Passage:
----
Certifying mechanical systems to the equivalent of ASIL D (which is an electronics standard, not a mechanical one) is complex and expensive. Certifying electronic ones to ASIL D is very complex and very expensive. Add software to the mix and you're into horrifically complex and obscenely expensive.
Essentially, to prove a system to ASIL D, you need to enumerate every possible way in which any aspect of the thing can fail. For every one of those scenarios, you need to work down the entire fault tree to determine the likely consequences. Then you need to calculate the individual probabilities for every one of those failures, and the probabilities for multiple-failure scenarios that compound to make a bigger failure, and so on.
Then, when (not if) your resulting number shows the system to be too risky, you need to go back and redesign the whole thing to add redundancy, allow for "try-catch" scenarios in both hardware and software for every possible failure, and recalculate all the probabilities.
----
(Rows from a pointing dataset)

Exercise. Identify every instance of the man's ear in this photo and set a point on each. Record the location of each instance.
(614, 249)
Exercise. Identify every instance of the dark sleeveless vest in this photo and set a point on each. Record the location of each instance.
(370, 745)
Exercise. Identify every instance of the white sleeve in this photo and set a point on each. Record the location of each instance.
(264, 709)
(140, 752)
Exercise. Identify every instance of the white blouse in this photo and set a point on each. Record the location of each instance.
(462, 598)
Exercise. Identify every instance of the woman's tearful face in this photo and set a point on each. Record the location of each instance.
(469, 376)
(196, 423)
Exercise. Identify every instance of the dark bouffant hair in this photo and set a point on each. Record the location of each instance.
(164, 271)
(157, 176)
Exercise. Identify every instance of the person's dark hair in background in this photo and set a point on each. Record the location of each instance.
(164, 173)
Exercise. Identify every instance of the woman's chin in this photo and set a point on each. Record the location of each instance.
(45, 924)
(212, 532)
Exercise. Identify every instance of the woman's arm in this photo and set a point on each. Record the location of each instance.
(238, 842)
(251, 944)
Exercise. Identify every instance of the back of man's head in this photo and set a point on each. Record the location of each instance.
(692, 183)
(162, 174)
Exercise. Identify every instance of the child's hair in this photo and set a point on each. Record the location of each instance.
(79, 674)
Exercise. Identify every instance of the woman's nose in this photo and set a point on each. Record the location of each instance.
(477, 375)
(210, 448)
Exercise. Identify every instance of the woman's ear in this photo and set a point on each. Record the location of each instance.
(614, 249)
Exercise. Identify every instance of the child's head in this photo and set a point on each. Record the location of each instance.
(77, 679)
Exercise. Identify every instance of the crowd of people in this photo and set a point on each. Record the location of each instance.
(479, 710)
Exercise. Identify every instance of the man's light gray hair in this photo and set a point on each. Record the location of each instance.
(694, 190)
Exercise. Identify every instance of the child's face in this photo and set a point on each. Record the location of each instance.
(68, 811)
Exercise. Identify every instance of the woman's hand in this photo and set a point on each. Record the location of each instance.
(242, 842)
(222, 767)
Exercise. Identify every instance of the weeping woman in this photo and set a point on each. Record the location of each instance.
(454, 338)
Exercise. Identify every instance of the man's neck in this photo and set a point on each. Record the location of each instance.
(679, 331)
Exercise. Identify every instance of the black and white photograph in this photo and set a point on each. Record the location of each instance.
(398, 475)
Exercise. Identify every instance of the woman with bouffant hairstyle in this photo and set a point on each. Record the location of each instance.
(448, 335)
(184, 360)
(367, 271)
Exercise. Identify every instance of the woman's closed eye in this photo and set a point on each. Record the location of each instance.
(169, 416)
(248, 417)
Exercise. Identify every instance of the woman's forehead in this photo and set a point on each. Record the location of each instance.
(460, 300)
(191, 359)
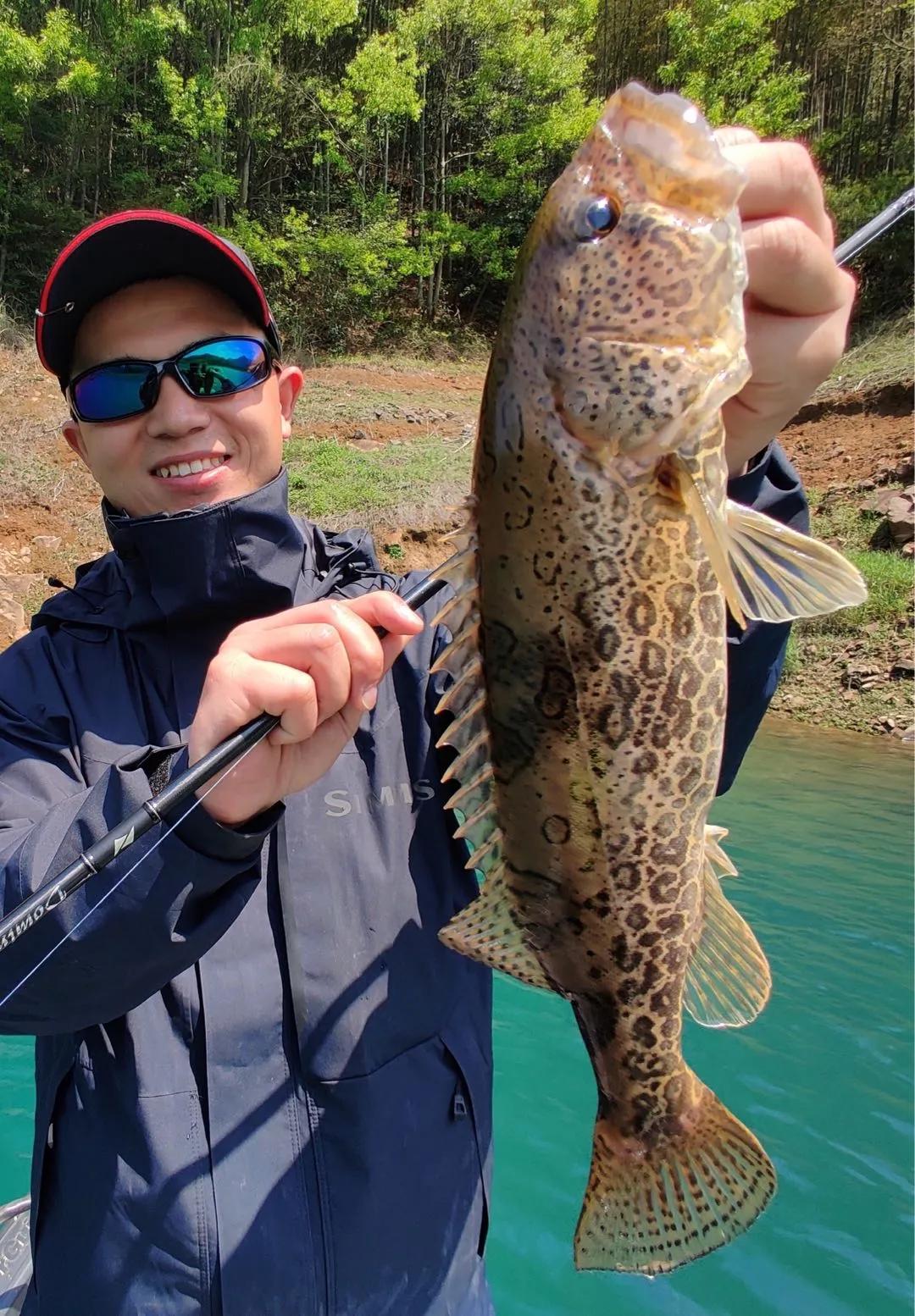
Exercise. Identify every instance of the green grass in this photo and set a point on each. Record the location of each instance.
(330, 482)
(889, 579)
(879, 354)
(325, 404)
(841, 522)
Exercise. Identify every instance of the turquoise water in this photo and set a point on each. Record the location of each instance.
(822, 833)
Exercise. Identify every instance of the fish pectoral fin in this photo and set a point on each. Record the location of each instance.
(727, 978)
(768, 572)
(487, 931)
(652, 1208)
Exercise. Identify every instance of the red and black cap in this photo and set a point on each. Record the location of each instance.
(128, 247)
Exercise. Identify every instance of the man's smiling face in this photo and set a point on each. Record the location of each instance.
(239, 440)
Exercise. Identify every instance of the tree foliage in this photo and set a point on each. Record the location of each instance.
(383, 161)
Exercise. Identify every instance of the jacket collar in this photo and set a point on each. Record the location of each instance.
(242, 557)
(247, 557)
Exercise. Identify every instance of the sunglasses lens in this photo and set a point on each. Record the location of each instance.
(221, 368)
(114, 391)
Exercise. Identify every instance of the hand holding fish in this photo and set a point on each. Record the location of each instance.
(798, 301)
(316, 667)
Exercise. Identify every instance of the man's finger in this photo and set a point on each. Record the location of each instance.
(781, 180)
(735, 135)
(791, 270)
(380, 608)
(385, 608)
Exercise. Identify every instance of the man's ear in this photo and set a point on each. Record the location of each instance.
(74, 436)
(290, 382)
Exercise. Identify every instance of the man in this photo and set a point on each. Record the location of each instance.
(263, 1083)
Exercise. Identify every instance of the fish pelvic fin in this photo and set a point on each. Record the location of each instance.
(487, 931)
(649, 1209)
(727, 978)
(768, 572)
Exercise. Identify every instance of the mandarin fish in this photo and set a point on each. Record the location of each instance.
(587, 662)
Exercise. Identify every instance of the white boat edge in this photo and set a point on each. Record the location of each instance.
(14, 1256)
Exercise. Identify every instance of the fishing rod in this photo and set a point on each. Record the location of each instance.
(53, 893)
(874, 228)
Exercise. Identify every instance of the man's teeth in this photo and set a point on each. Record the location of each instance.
(199, 463)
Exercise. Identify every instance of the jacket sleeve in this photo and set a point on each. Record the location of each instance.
(188, 881)
(756, 655)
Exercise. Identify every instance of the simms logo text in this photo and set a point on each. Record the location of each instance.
(340, 803)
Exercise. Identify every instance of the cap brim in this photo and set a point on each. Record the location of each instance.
(130, 247)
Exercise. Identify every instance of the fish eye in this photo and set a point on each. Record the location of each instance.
(599, 218)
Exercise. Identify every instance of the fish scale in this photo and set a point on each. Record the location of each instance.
(589, 662)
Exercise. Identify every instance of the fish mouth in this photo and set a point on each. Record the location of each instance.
(667, 137)
(663, 126)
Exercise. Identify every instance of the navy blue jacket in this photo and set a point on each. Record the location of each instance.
(263, 1083)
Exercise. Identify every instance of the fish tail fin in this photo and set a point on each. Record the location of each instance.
(651, 1209)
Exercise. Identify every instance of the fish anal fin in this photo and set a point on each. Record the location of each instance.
(649, 1209)
(487, 931)
(727, 978)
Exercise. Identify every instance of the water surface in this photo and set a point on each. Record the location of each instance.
(822, 833)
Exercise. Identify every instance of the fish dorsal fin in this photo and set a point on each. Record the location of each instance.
(727, 978)
(487, 931)
(768, 572)
(465, 700)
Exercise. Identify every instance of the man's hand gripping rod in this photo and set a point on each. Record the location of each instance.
(57, 890)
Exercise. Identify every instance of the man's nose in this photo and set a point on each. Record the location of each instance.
(177, 412)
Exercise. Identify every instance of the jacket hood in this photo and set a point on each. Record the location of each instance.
(242, 558)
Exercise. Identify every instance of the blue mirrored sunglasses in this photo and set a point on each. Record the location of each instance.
(214, 368)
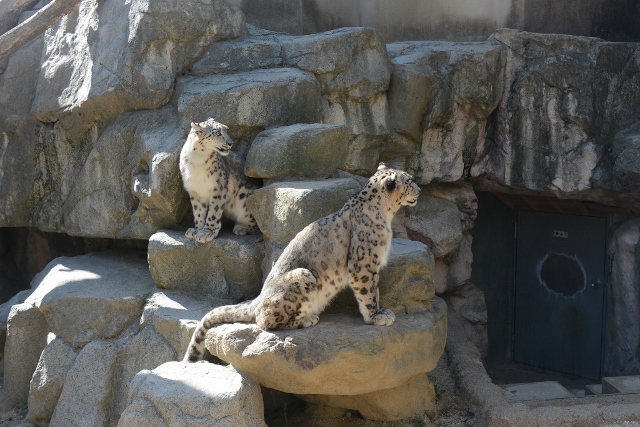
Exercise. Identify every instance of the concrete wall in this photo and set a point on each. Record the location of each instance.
(458, 20)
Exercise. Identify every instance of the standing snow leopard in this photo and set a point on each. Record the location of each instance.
(214, 178)
(344, 249)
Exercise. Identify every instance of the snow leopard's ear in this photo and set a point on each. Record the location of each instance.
(390, 182)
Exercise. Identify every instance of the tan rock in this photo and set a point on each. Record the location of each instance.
(227, 267)
(202, 393)
(340, 355)
(283, 209)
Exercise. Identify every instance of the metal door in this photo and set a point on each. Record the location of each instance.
(559, 292)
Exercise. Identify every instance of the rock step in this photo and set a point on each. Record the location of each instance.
(623, 384)
(298, 151)
(341, 355)
(257, 99)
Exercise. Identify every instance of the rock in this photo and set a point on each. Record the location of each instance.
(435, 222)
(227, 267)
(300, 150)
(368, 122)
(175, 315)
(258, 99)
(199, 394)
(145, 350)
(130, 60)
(93, 296)
(462, 194)
(406, 282)
(56, 360)
(349, 62)
(549, 106)
(27, 331)
(458, 270)
(441, 95)
(340, 355)
(415, 397)
(283, 209)
(130, 184)
(87, 395)
(623, 342)
(257, 50)
(5, 310)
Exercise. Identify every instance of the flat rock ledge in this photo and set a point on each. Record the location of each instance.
(341, 355)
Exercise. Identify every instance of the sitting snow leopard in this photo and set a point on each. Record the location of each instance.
(345, 248)
(214, 178)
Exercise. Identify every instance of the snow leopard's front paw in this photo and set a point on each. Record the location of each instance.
(191, 233)
(383, 317)
(206, 235)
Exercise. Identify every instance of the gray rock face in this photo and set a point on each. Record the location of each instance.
(406, 282)
(56, 360)
(300, 150)
(27, 331)
(203, 393)
(86, 398)
(283, 209)
(340, 355)
(441, 95)
(227, 267)
(175, 315)
(258, 99)
(92, 296)
(622, 341)
(130, 59)
(435, 222)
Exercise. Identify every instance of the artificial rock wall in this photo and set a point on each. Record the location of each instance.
(95, 112)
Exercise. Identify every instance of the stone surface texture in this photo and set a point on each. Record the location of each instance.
(93, 115)
(300, 150)
(202, 393)
(341, 355)
(92, 296)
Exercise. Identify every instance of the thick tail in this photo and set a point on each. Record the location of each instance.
(242, 312)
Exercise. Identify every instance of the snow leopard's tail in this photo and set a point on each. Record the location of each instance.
(243, 312)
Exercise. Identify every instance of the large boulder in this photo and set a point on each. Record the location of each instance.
(553, 129)
(27, 331)
(175, 315)
(259, 49)
(176, 394)
(110, 57)
(300, 150)
(283, 209)
(251, 99)
(415, 397)
(92, 296)
(86, 396)
(56, 360)
(227, 267)
(341, 355)
(440, 98)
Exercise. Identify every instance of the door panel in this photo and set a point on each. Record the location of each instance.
(559, 292)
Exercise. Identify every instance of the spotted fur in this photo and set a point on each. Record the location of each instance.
(345, 248)
(214, 178)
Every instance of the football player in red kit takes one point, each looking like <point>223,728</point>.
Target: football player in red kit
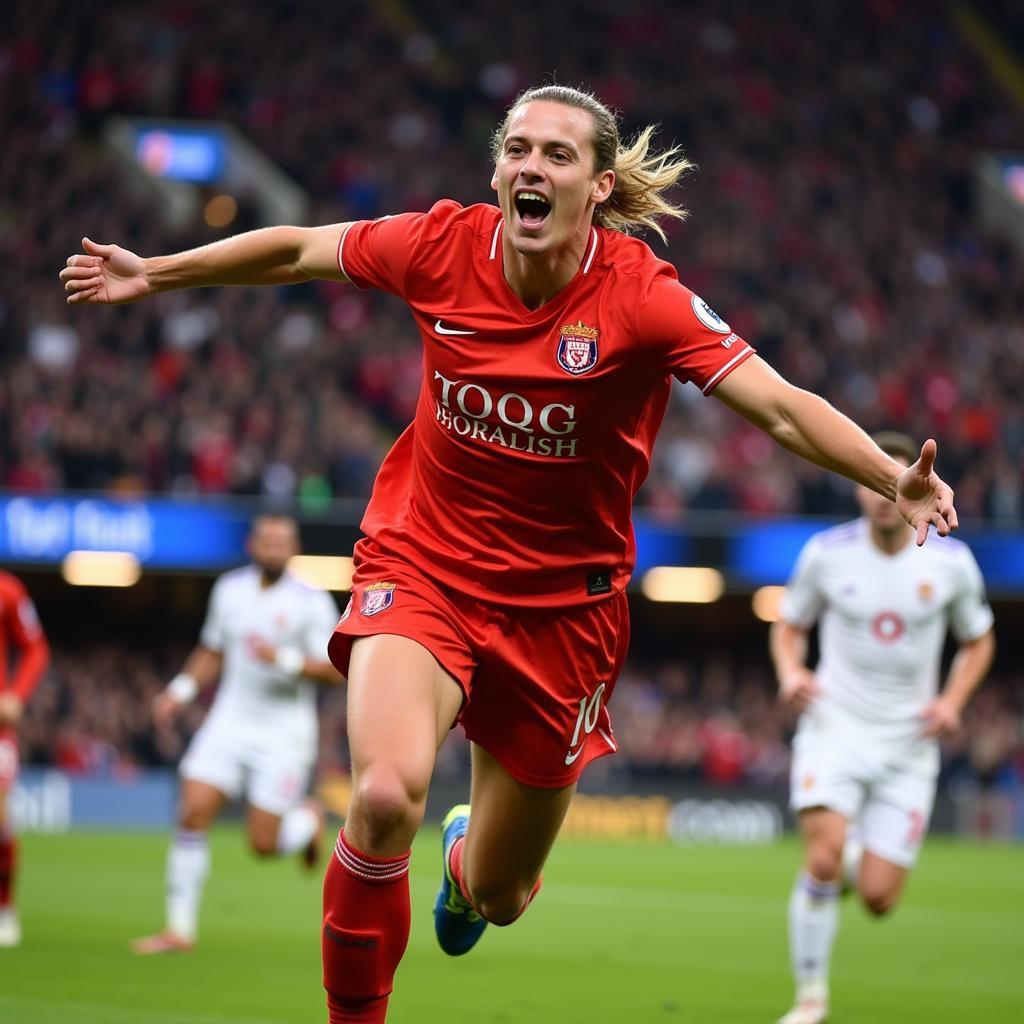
----
Parts of the exercise:
**1)** In the passage on ASIL D certification, what kind of standard is ASIL D said to be?
**2)** Continue the passage on ASIL D certification, starting right after its final sentence.

Responses in order:
**1)** An electronics standard, not a mechanical one.

**2)**
Rinse and repeat until you've proven that your design is safe enough to use. It's certainly doable, but it's tedious and very expensive.
Hence Infiniti's spring-loaded clutches. When the SBW craps its pants, it doesn't have to self-repair and heal its failure within milliseconds; it can just say "oops" and release a relay and then everything falls back to the way it worked in 1947 with shafts and U-joints. Most potential buyers hated the SBW anyway, so all that effort was wasted.
Proving a totally new system to ASIL D without such mechanical fail-safes is a very expensive engineering effort, and a company will only undertake such a thing if it sees the potential for very real revenue and profit improvements.